The data below is to be returned in full and exactly.

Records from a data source
***
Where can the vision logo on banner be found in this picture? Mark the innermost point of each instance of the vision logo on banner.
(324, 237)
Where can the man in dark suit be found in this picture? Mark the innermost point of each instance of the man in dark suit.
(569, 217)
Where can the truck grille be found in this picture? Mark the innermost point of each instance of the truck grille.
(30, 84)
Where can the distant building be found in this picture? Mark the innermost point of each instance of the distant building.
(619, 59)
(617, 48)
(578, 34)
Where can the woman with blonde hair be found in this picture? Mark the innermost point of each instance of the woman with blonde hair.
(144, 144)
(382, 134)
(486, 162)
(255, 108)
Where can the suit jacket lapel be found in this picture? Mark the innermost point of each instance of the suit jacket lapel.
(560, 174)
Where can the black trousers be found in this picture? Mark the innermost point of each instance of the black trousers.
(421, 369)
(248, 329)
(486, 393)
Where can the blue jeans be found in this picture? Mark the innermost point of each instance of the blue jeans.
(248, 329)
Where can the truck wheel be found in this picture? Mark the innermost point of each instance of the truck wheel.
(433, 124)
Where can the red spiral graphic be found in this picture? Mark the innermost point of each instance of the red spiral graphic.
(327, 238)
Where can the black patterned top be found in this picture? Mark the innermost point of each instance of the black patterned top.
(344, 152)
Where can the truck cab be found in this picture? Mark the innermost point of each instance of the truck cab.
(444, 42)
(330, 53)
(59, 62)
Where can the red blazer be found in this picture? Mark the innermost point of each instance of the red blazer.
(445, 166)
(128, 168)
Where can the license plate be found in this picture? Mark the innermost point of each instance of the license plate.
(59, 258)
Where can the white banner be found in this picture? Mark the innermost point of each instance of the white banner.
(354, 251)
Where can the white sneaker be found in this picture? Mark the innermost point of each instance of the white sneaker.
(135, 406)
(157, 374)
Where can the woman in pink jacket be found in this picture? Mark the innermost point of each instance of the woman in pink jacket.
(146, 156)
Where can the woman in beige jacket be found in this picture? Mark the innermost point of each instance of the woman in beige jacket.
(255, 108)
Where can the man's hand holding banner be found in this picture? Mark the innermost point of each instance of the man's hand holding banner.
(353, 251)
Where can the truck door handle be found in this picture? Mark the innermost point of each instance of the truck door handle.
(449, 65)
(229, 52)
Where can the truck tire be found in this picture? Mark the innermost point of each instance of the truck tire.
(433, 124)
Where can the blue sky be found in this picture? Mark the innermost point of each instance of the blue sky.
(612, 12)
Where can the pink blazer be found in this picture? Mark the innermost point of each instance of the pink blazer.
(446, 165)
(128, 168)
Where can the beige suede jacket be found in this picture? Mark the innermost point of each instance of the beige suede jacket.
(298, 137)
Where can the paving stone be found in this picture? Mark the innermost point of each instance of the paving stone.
***
* [Solution to the problem]
Where can the vision logo on banner be found in this picture? Mark the innermost point of each instance of the vision logo on banner.
(324, 237)
Where can the man in dark suit be found in this picture? Mark the innermost point of each instance of the man in dark suit.
(569, 217)
Where can the truck grille be found in this picture? Mark the innermost point of each instance of the truck grille.
(30, 84)
Where can the distant building be found in this picture? Mark the innermost point of each instance of the distant building.
(619, 59)
(617, 48)
(578, 34)
Where can the woman with blonde hair be found in this picture? Mark the innermost point of each instance of the woman with blonde hair.
(144, 144)
(382, 134)
(486, 162)
(255, 108)
Where can the suit jacket lapel be found in this picture? Mark the innermost point of each instance of the suit jacket lapel.
(560, 174)
Where can the black trousers be found in this picture? Mark the innermost point of each instance of the black trousers.
(421, 369)
(248, 329)
(486, 393)
Where can the blue jeans be found in this picture? Mark the innermost point of each instance of the blue jeans.
(248, 329)
Where can the truck wheel be found in this picture? Mark the innermost point of each instance of the truck wheel.
(433, 124)
Where can the red spiral graphic be found in this picture? Mark the innermost point of each instance of the red spiral graphic.
(327, 238)
Where can the black patterned top be found in this picture? Mark the innermost point of each instance of the black patterned top.
(344, 152)
Where can the truck cab be found in this picture? Mark the innermost point of each instance of the truck cab.
(444, 42)
(330, 53)
(59, 62)
Where can the red blazer be found in this picture? Mark the innermost point of each instance of the red blazer.
(445, 166)
(128, 168)
Where can the license plate be found in this picture? Mark the innermost point of each instance of the license plate.
(59, 258)
Where can the white banner be found in this picture? Mark the innermost point of each instance of the white banner.
(354, 251)
Where can the white sneaker be found in this picture? Mark the innermost point of each instance of the white sneaker.
(135, 406)
(157, 374)
Where can the woman in pink jacket be found in this picture? Mark the innermost point of each instance of the woman in pink jacket.
(146, 156)
Where can the woman in beige jacket be found in this picture? Mark the innermost point of each instance of the woman in beige jacket.
(255, 108)
Where can the man's hand holding banner be found in this picture? Mark the innermost point of each instance of the man's hand holding banner.
(353, 251)
Where can the truck door handle be found in this picture? Mark the innermost point of each instance of the truck door handle.
(449, 65)
(229, 52)
Where can the truck tire be found in this picture? Mark the innermost point of each instance of the truck tire.
(433, 124)
Where can the blue sky be found in this picture? Mark the innermost point of each instance of the blue sky.
(612, 12)
Where can the pink blazer be found in this picture? Mark the innermost point of each instance of the pink blazer.
(446, 165)
(128, 168)
Where can the beige suede jacket be found in this picture? Mark the innermost point of each instance of the beige suede jacket.
(298, 137)
Where can the paving stone be found in this picture? Mark the innermost point of each instance of the paving stone.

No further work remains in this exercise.